▶ [TASK DIRECTIONS]
Could you copy every one of the records below word for word, changing nothing?

▶ [DATASET]
# # # # #

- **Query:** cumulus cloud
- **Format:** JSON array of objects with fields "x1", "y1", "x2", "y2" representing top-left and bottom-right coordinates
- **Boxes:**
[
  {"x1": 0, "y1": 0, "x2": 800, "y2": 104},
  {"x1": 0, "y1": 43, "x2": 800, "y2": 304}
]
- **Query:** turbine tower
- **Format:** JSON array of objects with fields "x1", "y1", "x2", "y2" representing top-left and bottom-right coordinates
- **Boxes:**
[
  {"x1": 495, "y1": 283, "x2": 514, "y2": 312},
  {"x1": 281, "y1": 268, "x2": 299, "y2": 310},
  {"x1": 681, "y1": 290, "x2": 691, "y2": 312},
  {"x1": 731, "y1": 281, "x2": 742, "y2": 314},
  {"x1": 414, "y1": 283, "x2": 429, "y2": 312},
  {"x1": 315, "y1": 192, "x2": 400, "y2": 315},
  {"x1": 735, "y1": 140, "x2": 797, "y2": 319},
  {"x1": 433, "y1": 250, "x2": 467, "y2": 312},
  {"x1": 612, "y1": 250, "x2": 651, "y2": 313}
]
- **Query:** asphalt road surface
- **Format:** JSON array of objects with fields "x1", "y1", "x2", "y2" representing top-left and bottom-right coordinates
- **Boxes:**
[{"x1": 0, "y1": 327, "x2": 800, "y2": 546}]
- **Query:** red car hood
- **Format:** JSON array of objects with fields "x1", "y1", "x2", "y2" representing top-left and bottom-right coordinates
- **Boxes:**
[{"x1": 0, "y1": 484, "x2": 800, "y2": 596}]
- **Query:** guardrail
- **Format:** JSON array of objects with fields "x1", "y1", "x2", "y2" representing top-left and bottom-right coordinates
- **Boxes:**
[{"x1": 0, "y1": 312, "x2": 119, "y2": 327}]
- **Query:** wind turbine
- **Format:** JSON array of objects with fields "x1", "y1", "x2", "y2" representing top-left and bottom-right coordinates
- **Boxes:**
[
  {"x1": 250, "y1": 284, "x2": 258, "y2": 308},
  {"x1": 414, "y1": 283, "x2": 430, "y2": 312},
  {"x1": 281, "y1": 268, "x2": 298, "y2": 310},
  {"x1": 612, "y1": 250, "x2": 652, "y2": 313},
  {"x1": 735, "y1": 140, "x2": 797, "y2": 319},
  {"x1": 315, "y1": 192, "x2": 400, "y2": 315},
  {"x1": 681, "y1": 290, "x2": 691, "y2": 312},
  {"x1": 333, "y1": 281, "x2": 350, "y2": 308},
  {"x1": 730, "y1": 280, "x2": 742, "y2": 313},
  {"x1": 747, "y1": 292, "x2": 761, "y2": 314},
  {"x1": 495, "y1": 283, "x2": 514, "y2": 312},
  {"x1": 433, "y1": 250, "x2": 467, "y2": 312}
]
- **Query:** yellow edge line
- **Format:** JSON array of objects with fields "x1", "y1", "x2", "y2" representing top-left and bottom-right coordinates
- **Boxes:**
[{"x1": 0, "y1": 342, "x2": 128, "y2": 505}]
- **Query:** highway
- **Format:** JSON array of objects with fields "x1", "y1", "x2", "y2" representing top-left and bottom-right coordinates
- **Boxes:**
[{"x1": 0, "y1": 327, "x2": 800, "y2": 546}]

# # # # #

▶ [FINISHED ANSWER]
- **Query:** cumulus cloud
- **Format:** JSON array of objects with fields "x1", "y1", "x2", "y2" representing top-left and bottom-right coordinates
- **Boxes:**
[
  {"x1": 0, "y1": 0, "x2": 800, "y2": 104},
  {"x1": 0, "y1": 43, "x2": 800, "y2": 304}
]
- **Query:** turbine tower
- **Format:** JSON array of objects with fields "x1", "y1", "x2", "y2" representing top-left and bottom-right coordinates
- **Boxes:**
[
  {"x1": 495, "y1": 283, "x2": 514, "y2": 312},
  {"x1": 281, "y1": 268, "x2": 299, "y2": 310},
  {"x1": 681, "y1": 290, "x2": 691, "y2": 312},
  {"x1": 731, "y1": 281, "x2": 742, "y2": 314},
  {"x1": 414, "y1": 283, "x2": 429, "y2": 312},
  {"x1": 315, "y1": 192, "x2": 400, "y2": 315},
  {"x1": 735, "y1": 140, "x2": 797, "y2": 319},
  {"x1": 433, "y1": 250, "x2": 467, "y2": 312},
  {"x1": 612, "y1": 250, "x2": 651, "y2": 313}
]
- **Query:** asphalt road surface
- **Format:** JSON array of objects with fields "x1", "y1", "x2", "y2" representing top-left and bottom-right coordinates
- **Boxes:**
[{"x1": 0, "y1": 327, "x2": 800, "y2": 546}]
- **Query:** red car hood
- **Format:** JSON array of objects with fields "x1", "y1", "x2", "y2" representing top-left and bottom-right coordinates
- **Boxes:**
[{"x1": 0, "y1": 484, "x2": 800, "y2": 596}]
- **Query:** guardrail
- **Format:** JSON array of objects with fields "x1", "y1", "x2", "y2" representing top-left and bottom-right coordinates
- **Boxes:**
[{"x1": 0, "y1": 312, "x2": 119, "y2": 327}]
- **Query:** wind turbine
- **Format:** JSON array of objects with fields "x1", "y1", "x2", "y2" representing top-left and bottom-right coordinates
- **Boxes:**
[
  {"x1": 250, "y1": 284, "x2": 258, "y2": 308},
  {"x1": 414, "y1": 283, "x2": 430, "y2": 312},
  {"x1": 281, "y1": 268, "x2": 298, "y2": 310},
  {"x1": 612, "y1": 250, "x2": 652, "y2": 313},
  {"x1": 735, "y1": 140, "x2": 797, "y2": 319},
  {"x1": 315, "y1": 192, "x2": 400, "y2": 315},
  {"x1": 681, "y1": 290, "x2": 691, "y2": 312},
  {"x1": 333, "y1": 281, "x2": 350, "y2": 308},
  {"x1": 730, "y1": 280, "x2": 742, "y2": 313},
  {"x1": 747, "y1": 292, "x2": 761, "y2": 314},
  {"x1": 495, "y1": 283, "x2": 514, "y2": 312},
  {"x1": 433, "y1": 250, "x2": 467, "y2": 312}
]
- **Query:** yellow edge line
- **Format:** JSON array of objects with fields "x1", "y1", "x2", "y2" representing top-left and bottom-right coordinates
- **Boxes:**
[{"x1": 0, "y1": 342, "x2": 128, "y2": 505}]
- **Query:** highway
- **Format:** JSON array of objects with fields "x1", "y1", "x2", "y2" representing top-left and bottom-right coordinates
- **Boxes:**
[{"x1": 0, "y1": 327, "x2": 800, "y2": 546}]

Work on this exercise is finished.